What is asked
Leave out the pictures, then reproduce the rest of the material exactly.

Items
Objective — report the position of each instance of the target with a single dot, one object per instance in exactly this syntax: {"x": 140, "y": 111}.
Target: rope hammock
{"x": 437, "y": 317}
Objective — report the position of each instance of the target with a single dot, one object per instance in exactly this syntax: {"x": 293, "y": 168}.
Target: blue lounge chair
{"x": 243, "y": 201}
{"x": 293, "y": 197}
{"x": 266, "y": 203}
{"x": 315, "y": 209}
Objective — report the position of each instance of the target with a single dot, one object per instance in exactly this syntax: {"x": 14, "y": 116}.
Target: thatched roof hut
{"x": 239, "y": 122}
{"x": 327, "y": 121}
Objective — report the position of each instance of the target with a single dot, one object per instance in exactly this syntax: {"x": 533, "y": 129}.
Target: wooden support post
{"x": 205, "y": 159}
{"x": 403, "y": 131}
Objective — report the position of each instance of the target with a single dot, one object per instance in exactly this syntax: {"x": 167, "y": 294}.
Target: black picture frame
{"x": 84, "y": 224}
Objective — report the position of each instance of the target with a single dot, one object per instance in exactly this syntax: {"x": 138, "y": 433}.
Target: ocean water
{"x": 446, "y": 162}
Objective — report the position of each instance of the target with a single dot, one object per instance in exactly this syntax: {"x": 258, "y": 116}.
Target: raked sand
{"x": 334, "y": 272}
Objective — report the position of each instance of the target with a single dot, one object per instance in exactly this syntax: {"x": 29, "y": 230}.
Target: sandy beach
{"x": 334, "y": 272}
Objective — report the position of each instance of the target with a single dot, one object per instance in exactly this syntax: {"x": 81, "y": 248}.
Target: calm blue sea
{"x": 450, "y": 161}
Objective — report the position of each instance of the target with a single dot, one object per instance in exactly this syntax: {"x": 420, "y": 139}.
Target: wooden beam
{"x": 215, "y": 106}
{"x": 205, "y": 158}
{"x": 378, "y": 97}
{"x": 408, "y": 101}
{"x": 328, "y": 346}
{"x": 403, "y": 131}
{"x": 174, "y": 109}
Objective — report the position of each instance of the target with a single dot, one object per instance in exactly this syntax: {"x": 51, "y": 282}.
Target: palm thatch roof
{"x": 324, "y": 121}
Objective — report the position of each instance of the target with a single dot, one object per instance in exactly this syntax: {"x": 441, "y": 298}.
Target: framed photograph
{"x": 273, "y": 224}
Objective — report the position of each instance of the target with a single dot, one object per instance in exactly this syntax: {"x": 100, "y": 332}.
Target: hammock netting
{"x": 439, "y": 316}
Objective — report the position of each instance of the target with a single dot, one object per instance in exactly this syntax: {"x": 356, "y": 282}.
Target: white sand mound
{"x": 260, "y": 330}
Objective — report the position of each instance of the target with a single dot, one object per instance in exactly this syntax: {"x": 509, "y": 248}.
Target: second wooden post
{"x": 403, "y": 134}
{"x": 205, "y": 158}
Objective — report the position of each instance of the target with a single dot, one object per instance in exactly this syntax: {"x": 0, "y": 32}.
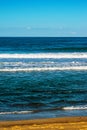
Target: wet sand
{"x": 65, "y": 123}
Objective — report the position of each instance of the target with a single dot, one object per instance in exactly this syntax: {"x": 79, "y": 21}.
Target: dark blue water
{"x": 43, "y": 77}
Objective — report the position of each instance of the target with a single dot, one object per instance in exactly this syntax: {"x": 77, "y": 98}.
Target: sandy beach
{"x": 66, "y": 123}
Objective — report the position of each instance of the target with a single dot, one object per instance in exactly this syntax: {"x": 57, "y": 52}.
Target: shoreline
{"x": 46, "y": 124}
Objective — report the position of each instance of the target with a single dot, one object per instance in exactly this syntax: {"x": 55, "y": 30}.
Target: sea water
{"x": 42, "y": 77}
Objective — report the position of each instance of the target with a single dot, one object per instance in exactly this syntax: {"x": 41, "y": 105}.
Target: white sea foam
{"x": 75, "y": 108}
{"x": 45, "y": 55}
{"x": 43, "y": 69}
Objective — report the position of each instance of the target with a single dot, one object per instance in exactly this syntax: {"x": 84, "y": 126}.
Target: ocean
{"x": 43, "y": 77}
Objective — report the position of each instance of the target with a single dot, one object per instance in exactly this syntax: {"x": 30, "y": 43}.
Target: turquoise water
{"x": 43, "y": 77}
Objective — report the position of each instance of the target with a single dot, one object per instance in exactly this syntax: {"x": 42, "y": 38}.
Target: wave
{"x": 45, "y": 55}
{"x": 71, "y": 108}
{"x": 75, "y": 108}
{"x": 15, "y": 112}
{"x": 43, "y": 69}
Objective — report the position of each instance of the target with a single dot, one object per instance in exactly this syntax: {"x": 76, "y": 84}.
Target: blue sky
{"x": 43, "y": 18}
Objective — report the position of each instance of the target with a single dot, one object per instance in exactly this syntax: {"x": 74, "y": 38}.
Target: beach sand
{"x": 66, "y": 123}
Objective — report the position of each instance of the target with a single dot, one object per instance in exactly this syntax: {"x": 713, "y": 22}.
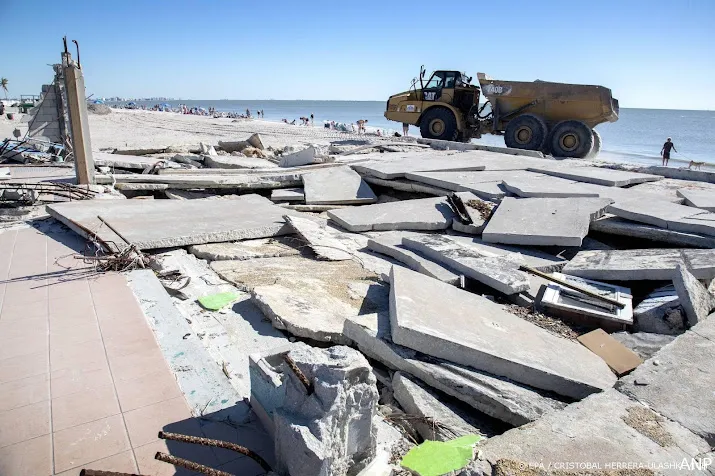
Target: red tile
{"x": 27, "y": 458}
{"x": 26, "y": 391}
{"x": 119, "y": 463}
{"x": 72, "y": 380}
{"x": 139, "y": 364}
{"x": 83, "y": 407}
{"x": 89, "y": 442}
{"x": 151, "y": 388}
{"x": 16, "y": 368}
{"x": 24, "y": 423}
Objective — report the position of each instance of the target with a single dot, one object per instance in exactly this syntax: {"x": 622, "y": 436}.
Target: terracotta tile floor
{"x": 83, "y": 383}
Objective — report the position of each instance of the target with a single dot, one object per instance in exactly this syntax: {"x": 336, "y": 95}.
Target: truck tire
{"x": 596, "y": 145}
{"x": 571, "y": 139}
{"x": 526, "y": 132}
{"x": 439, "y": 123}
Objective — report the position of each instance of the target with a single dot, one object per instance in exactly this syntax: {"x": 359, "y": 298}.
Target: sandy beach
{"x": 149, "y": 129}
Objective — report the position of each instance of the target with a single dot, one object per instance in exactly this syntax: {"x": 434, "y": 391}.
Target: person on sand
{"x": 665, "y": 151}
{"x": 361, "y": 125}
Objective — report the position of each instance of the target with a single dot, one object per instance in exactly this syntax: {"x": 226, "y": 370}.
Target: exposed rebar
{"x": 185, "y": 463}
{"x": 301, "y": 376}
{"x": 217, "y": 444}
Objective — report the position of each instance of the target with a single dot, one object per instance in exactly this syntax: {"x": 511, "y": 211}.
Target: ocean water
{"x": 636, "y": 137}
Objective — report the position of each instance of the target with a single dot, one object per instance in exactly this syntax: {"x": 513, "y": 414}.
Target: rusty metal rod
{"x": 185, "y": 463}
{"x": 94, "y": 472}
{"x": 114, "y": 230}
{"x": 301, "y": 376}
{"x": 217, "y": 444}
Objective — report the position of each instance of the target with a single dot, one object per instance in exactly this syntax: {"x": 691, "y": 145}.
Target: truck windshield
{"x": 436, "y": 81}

Exercise response
Objective — report the position of each instance of the target with a single dot, one object per instance in exactly this syntax: {"x": 140, "y": 111}.
Target: rope hammock
{"x": 437, "y": 317}
Objective — report the position of each instance of the target with a single dot, one object per instance in exactly this syntax: {"x": 293, "y": 168}.
Target: blue lounge chair
{"x": 243, "y": 201}
{"x": 293, "y": 197}
{"x": 266, "y": 203}
{"x": 315, "y": 209}
Objective — report the position of each instance of the target with a single dot, one object per instance in exactly this syntax: {"x": 14, "y": 116}.
Target: thatched roof hut
{"x": 239, "y": 122}
{"x": 327, "y": 121}
Objective — report the position of each instance of the target with a single dot, one object per instance in exactly this syntax: {"x": 533, "y": 129}.
Target: wooden support post
{"x": 205, "y": 159}
{"x": 403, "y": 131}
Objective — report the position of each instance of the target with a single dot, one object per instance in exactly this syntax: {"x": 167, "y": 294}.
Target: black picture frame
{"x": 84, "y": 224}
Objective — report the position of each instance of the target with a single dot, one object per instance in exactly this syntax: {"x": 138, "y": 433}.
Target: ocean water
{"x": 446, "y": 162}
Objective — report the position of each instance of the target with a single dot, one object per instance in exactly this syntax: {"x": 258, "y": 116}.
Target: raked sand
{"x": 334, "y": 272}
Objective — report the position of each instance of the target with a single dot, one object per instance in exactly this syntax: {"x": 29, "y": 230}.
Target: sandy beach
{"x": 334, "y": 272}
Objective — report the position of each instance of the target with a single dot, one object per instance in exactly this syntax: {"x": 81, "y": 248}.
Target: calm blue sea
{"x": 450, "y": 161}
Objective — report the position of each instance of the target with a single dot, one object per instance in exactly this syntax: {"x": 420, "y": 139}.
Target: wooden beam
{"x": 215, "y": 106}
{"x": 205, "y": 158}
{"x": 378, "y": 97}
{"x": 408, "y": 101}
{"x": 328, "y": 346}
{"x": 403, "y": 131}
{"x": 174, "y": 109}
Objective — report the position of each instance of the target with a single dot, one object per instance in exactly this syntax: {"x": 51, "y": 282}.
Target: palm thatch roof
{"x": 324, "y": 121}
Objective — report the position of each instance of the target with a single dot, one object per instance in exactly this syntax: {"x": 441, "y": 298}.
Target: framed photograph
{"x": 273, "y": 224}
Objective — report the position of each instance of the target with a single dot, one object per instance in exactly this syntax: {"x": 100, "y": 332}.
Target: hammock netting
{"x": 439, "y": 316}
Objective — report the position of each instance of the target with a single dot, one object per instance in exactly this syntax: {"x": 356, "y": 282}.
Target: white sand mound
{"x": 260, "y": 330}
Objective — report the position of each instance of the target with a single dot, one object per instance in exactly this syntax: {"x": 509, "y": 248}.
Target: second wooden post
{"x": 403, "y": 134}
{"x": 205, "y": 158}
Objective — report the position of each instance of the target with a single dot, one object per instance in exactly this syntax: {"x": 0, "y": 32}.
Target: wet sand
{"x": 65, "y": 123}
Objective — report the position of each instance of the target with a single dot, one object per instance in exactly this syntax: {"x": 79, "y": 21}.
Target: dark blue water
{"x": 43, "y": 77}
Objective — report the position of each instance of the target with a single dot, one object per instance in exactly this syntax: {"x": 77, "y": 98}.
Target: sandy beach
{"x": 66, "y": 123}
Objective — report the position of each instance of the target with a single dot, one object per instance in exactly this syntax: {"x": 57, "y": 52}.
Target: shoreline
{"x": 46, "y": 124}
Objective — report the position of each instance of the target with a single dot, one object per instance in exactly this syntax: {"x": 55, "y": 30}.
Target: sea water
{"x": 42, "y": 77}
Objective — report the position of each instance of the target with a single dot, one object per instance in exactly this syntax: {"x": 41, "y": 105}.
Target: white sea foam
{"x": 75, "y": 108}
{"x": 45, "y": 55}
{"x": 43, "y": 69}
Objective — report the position of each instance of the target with a single dot, one object per instance in exactly this syntax: {"x": 84, "y": 126}.
Target: ocean
{"x": 43, "y": 77}
Objective — report the position of each instance of the target with a single dot, one object per instance in exactly this syntax: {"x": 30, "y": 43}.
Target: turquoise water
{"x": 43, "y": 77}
Objective — report the position of each instance of the target with a single dot, one object per instance in exactly this syntax: {"x": 42, "y": 38}.
Target: wave
{"x": 45, "y": 55}
{"x": 71, "y": 108}
{"x": 75, "y": 108}
{"x": 15, "y": 112}
{"x": 43, "y": 69}
Objective — report the position of each instance of the target with a single dot, one object per instance in exactly this syntax: {"x": 76, "y": 84}.
Target: blue sky
{"x": 43, "y": 18}
Objective — report the position of each instance of the target with a single dot, one object per instance in exactly this syntax: {"x": 74, "y": 38}.
Target: beach sand
{"x": 66, "y": 123}
Objective — report the position of each instance of the target with a single dot, one object per instance in exactly this syntax: {"x": 713, "y": 22}.
Target: red tile
{"x": 27, "y": 458}
{"x": 26, "y": 391}
{"x": 119, "y": 463}
{"x": 72, "y": 380}
{"x": 139, "y": 364}
{"x": 83, "y": 407}
{"x": 89, "y": 442}
{"x": 151, "y": 388}
{"x": 16, "y": 368}
{"x": 24, "y": 423}
Objective — report the position of each instance of the target with a single dot, one object per instance in exactly this syntax: {"x": 622, "y": 436}.
Target: terracotta tile floor
{"x": 83, "y": 383}
Objective — report the position of each instance of the target with a single dot, one object per instance in exactly this syntax: {"x": 336, "y": 95}.
Target: truck tire
{"x": 596, "y": 145}
{"x": 571, "y": 139}
{"x": 526, "y": 132}
{"x": 439, "y": 123}
Objective — report the position of each instance of the target with a single dot, one object per instance in exactly this syntax: {"x": 359, "y": 298}.
Target: sandy beach
{"x": 149, "y": 129}
Objective — report the position of each instance of the target with a single dot, one object per instance in exactly this syntax: {"x": 434, "y": 391}.
Target: person on sand
{"x": 665, "y": 151}
{"x": 361, "y": 125}
Objective — report the position of each instance of the target with a single dot, one object per instance in exactly this syntax: {"x": 226, "y": 370}.
Target: exposed rebar
{"x": 185, "y": 463}
{"x": 301, "y": 376}
{"x": 217, "y": 444}
Objective — report the position of each instance of the target with a single dot, one object per instance in exactly this syntax: {"x": 511, "y": 211}.
Target: ocean water
{"x": 636, "y": 137}
Objective — report the position of each instance of the target with a single dot, one object per instance in exactly this syntax: {"x": 513, "y": 414}.
Target: rusty metal rod
{"x": 185, "y": 463}
{"x": 94, "y": 472}
{"x": 114, "y": 230}
{"x": 301, "y": 376}
{"x": 217, "y": 444}
Objective — report the position of each instance of the target with a single dot, one object per instance in exactly this syntax: {"x": 691, "y": 145}.
Target: truck windshield
{"x": 436, "y": 81}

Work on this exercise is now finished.